▼
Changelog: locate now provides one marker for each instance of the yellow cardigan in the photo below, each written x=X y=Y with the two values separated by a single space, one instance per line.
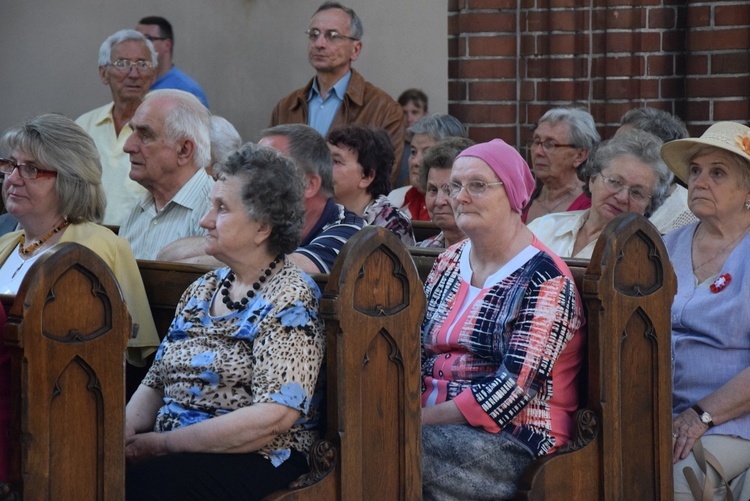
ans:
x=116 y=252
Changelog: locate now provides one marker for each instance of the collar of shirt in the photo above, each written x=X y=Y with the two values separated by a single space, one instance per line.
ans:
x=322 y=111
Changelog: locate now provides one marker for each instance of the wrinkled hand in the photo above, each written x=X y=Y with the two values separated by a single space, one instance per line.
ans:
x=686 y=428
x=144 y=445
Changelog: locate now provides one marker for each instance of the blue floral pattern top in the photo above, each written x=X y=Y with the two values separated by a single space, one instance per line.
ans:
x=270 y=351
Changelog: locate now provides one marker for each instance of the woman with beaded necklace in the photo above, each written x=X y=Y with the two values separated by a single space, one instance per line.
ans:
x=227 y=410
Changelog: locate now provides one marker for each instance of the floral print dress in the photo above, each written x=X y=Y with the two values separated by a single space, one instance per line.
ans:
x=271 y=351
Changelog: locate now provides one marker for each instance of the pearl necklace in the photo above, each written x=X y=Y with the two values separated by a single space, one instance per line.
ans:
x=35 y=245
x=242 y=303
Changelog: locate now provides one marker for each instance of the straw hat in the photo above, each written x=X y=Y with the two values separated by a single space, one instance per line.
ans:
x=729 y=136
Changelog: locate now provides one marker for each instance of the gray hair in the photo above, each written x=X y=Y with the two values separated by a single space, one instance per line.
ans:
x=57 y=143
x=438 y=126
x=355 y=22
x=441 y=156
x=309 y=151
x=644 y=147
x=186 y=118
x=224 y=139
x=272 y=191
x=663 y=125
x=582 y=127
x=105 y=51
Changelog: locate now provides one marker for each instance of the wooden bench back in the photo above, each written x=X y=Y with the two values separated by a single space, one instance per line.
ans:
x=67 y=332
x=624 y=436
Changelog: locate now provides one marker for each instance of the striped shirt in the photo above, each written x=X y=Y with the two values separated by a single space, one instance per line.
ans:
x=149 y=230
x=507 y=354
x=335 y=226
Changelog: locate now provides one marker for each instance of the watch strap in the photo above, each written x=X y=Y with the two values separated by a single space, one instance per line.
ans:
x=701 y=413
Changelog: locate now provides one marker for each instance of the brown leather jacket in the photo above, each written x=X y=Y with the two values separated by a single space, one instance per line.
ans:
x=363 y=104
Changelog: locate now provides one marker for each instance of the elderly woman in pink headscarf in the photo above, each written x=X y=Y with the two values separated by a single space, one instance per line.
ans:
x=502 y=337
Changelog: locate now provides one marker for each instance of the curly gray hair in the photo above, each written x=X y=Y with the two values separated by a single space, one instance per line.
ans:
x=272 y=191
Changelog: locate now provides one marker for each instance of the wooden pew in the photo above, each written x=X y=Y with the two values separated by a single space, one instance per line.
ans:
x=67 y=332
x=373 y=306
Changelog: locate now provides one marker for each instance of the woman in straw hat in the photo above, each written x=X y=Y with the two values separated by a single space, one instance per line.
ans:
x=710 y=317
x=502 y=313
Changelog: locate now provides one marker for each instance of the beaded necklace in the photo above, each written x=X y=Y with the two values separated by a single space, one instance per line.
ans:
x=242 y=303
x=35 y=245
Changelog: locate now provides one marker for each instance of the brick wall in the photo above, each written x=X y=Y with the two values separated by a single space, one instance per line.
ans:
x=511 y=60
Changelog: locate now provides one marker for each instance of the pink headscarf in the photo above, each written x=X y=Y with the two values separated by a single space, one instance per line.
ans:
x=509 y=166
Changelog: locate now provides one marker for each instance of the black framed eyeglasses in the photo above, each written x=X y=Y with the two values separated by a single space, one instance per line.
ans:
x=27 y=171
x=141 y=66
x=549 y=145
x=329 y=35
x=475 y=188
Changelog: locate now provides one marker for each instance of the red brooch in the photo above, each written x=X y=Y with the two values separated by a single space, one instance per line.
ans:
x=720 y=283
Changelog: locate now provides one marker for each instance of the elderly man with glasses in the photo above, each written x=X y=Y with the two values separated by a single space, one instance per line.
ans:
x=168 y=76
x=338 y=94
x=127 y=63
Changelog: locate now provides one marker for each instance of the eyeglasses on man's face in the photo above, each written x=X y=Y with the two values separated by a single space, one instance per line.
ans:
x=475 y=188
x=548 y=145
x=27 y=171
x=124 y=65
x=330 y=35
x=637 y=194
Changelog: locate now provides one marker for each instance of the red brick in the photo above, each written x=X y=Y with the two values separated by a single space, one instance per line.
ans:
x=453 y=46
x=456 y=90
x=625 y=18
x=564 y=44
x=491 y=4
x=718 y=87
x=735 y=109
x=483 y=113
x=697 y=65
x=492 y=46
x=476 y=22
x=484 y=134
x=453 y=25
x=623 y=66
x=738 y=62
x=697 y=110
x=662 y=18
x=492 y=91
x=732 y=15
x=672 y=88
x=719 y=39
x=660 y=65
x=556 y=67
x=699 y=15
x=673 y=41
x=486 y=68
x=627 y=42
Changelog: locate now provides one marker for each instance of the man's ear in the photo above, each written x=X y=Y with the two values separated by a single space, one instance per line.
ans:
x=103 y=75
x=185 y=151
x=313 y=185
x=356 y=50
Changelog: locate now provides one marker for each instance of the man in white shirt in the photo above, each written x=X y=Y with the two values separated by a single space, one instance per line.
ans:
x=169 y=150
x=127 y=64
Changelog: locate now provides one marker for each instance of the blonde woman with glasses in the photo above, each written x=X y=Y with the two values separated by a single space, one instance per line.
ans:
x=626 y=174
▲
TASK TO COMPLETE >>
Reproduce nothing but the lines from the line containing "of the man's" to the last line of the data, each exactly as written.

WORKED SOLUTION >>
Changelog: locate now provides one marker for each instance of the man's ear in the photo above, each written x=X y=Y with the two values separated by a single space, one instance per line.
ans:
x=103 y=75
x=185 y=151
x=313 y=185
x=356 y=50
Changelog: locate now provides one marker for each instance of the man in white shirt in the photo above, each written x=X y=Y with the two values separated by a single space, one instance per line.
ans:
x=169 y=150
x=127 y=64
Changelog: locate now provides one marker for each instance of the blonde woman with glasses in the photo above, each written x=X y=Y with the two values separated by a single space, one instance per line.
ans:
x=626 y=174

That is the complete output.